The task: Count how many lines in the records below contain the string "wall". Give only that number.

[BEGIN]

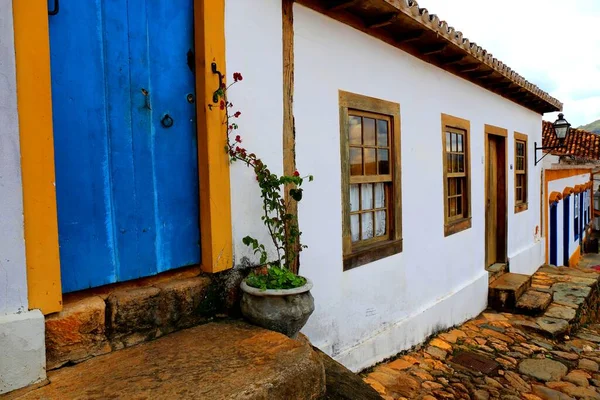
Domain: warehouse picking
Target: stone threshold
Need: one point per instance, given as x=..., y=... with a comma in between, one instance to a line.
x=218, y=360
x=564, y=299
x=101, y=320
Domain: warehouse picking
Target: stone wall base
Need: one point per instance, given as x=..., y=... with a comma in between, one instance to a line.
x=98, y=324
x=463, y=304
x=22, y=350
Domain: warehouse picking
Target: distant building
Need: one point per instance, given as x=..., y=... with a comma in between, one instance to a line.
x=569, y=192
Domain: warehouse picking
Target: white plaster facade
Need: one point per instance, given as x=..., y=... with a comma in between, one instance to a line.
x=22, y=351
x=377, y=310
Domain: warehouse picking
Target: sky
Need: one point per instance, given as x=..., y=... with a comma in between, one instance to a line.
x=529, y=36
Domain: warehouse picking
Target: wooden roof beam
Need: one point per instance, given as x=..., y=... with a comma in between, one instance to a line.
x=382, y=20
x=453, y=59
x=435, y=49
x=482, y=74
x=335, y=5
x=410, y=36
x=469, y=67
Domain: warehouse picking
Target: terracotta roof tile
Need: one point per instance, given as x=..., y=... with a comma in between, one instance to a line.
x=580, y=143
x=422, y=15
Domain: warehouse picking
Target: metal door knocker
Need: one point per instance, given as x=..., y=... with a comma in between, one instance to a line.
x=167, y=121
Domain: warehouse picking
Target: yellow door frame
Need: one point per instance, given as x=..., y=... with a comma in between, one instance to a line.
x=34, y=97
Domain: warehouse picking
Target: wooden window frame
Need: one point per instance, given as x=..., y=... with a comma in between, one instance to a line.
x=521, y=205
x=355, y=255
x=576, y=222
x=452, y=226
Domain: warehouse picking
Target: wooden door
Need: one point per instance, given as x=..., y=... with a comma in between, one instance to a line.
x=566, y=232
x=495, y=236
x=554, y=234
x=125, y=139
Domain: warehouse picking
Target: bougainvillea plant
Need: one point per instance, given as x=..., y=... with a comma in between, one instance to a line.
x=281, y=224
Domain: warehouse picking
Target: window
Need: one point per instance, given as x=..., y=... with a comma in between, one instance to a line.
x=520, y=172
x=576, y=216
x=371, y=196
x=457, y=180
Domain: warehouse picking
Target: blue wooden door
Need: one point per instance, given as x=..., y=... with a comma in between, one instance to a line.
x=566, y=230
x=125, y=139
x=553, y=234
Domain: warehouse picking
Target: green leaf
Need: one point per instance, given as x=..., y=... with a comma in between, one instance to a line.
x=296, y=194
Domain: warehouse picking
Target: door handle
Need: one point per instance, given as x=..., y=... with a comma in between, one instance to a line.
x=167, y=121
x=56, y=8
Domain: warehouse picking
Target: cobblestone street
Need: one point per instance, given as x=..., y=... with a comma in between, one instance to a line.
x=509, y=356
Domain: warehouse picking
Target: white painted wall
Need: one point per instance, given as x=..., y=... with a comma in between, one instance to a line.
x=22, y=348
x=559, y=185
x=372, y=312
x=13, y=278
x=376, y=310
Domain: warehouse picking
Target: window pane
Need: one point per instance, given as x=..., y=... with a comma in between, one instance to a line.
x=451, y=186
x=354, y=198
x=379, y=195
x=380, y=223
x=367, y=225
x=452, y=207
x=355, y=161
x=366, y=195
x=368, y=131
x=355, y=227
x=370, y=162
x=355, y=130
x=382, y=132
x=461, y=163
x=383, y=161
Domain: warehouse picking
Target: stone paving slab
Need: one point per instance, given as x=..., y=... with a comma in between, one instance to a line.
x=555, y=356
x=226, y=360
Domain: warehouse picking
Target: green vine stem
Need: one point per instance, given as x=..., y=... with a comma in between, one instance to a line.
x=282, y=225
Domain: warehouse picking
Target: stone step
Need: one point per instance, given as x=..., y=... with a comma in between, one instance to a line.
x=495, y=271
x=575, y=300
x=224, y=360
x=505, y=291
x=110, y=320
x=533, y=302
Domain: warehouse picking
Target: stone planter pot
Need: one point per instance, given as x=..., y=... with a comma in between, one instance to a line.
x=285, y=311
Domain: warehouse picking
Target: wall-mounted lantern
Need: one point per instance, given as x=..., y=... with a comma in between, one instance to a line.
x=561, y=130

[END]

Problem solution: 3